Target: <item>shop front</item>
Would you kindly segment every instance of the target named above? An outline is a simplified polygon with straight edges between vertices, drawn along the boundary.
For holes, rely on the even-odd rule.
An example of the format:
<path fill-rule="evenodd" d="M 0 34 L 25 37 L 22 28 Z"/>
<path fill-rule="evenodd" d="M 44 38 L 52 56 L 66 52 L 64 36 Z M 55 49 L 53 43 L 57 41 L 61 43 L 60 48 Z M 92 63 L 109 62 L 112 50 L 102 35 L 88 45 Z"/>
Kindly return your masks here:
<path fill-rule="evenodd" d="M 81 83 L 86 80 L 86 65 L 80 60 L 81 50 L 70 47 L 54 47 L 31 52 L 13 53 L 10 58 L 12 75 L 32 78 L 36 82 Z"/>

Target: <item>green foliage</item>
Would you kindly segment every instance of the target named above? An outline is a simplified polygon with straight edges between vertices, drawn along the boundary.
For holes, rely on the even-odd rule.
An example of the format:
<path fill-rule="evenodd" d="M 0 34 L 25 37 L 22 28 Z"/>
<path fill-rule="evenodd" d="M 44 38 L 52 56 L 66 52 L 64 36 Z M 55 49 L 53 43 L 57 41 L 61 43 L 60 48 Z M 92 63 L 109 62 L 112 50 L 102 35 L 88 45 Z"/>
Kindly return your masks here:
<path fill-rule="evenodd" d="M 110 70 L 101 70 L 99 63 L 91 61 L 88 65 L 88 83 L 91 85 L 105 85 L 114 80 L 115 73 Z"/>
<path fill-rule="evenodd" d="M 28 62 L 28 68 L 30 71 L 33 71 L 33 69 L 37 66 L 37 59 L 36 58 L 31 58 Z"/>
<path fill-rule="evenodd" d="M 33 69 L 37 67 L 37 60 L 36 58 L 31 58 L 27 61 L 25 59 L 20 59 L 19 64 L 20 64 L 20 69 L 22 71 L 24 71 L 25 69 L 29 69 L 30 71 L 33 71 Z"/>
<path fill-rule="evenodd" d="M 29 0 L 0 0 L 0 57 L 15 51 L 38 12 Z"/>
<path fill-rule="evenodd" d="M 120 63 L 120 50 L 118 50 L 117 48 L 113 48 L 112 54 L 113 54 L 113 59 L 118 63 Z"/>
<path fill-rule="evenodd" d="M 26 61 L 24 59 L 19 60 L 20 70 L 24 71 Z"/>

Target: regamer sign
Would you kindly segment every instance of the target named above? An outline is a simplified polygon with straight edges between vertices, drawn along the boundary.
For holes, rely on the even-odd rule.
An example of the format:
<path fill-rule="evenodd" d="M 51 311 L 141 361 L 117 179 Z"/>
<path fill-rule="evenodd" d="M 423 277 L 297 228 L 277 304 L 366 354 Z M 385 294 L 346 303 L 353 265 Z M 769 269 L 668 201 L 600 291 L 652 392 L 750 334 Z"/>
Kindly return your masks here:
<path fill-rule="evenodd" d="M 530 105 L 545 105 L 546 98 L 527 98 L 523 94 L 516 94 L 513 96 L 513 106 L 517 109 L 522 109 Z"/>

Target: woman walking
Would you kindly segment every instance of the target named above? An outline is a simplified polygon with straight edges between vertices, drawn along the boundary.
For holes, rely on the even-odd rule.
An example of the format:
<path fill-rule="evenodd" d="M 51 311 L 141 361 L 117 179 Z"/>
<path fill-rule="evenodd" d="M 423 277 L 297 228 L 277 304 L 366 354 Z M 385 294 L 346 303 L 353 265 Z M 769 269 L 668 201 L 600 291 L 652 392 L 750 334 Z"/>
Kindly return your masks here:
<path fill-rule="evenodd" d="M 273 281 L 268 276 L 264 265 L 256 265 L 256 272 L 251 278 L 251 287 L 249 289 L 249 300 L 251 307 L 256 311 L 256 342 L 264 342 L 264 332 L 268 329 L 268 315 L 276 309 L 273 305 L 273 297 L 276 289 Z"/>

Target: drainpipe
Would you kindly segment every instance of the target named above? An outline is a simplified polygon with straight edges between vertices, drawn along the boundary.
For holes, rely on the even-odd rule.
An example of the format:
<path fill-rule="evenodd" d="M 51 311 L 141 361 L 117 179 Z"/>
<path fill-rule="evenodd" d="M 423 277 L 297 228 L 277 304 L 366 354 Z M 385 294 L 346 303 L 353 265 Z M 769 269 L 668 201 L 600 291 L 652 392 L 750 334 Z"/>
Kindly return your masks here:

--

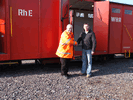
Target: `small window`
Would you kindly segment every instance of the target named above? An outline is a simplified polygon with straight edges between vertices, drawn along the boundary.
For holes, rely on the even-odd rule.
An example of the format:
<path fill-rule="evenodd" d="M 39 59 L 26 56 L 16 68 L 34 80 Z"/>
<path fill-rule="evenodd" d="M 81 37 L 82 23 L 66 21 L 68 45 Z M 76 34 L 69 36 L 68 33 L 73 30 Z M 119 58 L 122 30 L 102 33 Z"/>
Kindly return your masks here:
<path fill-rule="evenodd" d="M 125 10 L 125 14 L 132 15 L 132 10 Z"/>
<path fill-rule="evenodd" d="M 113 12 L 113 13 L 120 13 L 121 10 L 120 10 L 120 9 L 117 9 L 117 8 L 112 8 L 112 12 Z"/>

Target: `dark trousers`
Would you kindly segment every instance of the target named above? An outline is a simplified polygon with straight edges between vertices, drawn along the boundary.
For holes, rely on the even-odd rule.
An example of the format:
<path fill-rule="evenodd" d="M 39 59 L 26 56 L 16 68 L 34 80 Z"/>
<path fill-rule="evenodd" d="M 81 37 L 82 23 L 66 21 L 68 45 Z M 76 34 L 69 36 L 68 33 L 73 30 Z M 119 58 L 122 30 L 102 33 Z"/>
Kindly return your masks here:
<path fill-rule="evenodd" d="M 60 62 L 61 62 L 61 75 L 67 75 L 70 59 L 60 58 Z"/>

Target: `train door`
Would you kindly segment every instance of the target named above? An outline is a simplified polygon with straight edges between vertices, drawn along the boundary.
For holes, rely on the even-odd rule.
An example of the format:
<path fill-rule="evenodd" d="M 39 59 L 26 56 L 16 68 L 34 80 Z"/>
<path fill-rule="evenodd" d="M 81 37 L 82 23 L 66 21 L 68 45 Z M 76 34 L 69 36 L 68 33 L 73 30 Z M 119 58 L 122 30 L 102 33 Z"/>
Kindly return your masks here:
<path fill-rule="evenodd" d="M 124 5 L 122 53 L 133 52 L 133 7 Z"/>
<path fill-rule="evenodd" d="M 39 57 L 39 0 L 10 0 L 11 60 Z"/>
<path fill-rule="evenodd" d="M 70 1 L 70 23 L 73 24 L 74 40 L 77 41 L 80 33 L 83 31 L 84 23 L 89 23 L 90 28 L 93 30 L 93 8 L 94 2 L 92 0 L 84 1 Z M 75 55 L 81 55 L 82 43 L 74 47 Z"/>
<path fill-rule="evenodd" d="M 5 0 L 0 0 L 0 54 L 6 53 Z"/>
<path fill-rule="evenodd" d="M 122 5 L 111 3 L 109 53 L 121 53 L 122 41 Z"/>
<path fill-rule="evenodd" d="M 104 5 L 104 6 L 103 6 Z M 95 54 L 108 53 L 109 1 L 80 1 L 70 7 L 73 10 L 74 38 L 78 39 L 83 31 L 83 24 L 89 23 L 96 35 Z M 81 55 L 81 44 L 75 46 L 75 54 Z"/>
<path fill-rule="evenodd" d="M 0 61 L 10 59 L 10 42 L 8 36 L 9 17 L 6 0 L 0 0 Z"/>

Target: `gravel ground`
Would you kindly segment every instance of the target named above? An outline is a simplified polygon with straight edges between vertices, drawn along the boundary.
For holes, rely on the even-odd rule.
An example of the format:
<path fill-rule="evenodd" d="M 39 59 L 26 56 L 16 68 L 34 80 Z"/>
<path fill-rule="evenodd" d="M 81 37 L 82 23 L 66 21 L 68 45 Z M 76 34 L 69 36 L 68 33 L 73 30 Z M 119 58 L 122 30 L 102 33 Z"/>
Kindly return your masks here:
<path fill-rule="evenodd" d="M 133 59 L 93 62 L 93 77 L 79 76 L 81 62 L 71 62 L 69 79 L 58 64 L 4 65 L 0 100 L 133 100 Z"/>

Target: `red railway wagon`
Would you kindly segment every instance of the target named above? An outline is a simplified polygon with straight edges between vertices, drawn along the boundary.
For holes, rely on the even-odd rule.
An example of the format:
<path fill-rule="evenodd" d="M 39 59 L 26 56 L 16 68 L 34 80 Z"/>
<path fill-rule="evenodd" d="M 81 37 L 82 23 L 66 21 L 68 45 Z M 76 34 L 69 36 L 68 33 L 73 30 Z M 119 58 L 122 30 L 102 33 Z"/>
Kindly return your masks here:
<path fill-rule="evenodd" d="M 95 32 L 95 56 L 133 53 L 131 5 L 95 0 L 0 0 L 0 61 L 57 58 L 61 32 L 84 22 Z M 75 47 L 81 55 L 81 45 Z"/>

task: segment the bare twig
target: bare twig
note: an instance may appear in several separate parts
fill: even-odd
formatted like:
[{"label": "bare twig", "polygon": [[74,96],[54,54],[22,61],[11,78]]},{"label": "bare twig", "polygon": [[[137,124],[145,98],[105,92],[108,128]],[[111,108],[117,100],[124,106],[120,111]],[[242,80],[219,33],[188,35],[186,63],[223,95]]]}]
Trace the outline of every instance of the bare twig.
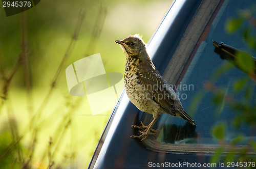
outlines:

* [What you are asked to do]
Extract every line of the records that contains the string "twig", matching case exactly.

* [Reply to the task]
task: segment the bare twig
target: bare twig
[{"label": "bare twig", "polygon": [[74,96],[54,54],[22,61],[11,78]]},{"label": "bare twig", "polygon": [[[137,124],[145,98],[105,92],[108,128]],[[111,108],[117,100],[124,106],[120,111]],[[242,80],[219,33],[188,35],[186,63],[223,95]]]}]
Trace the outline of every instance of the bare twig.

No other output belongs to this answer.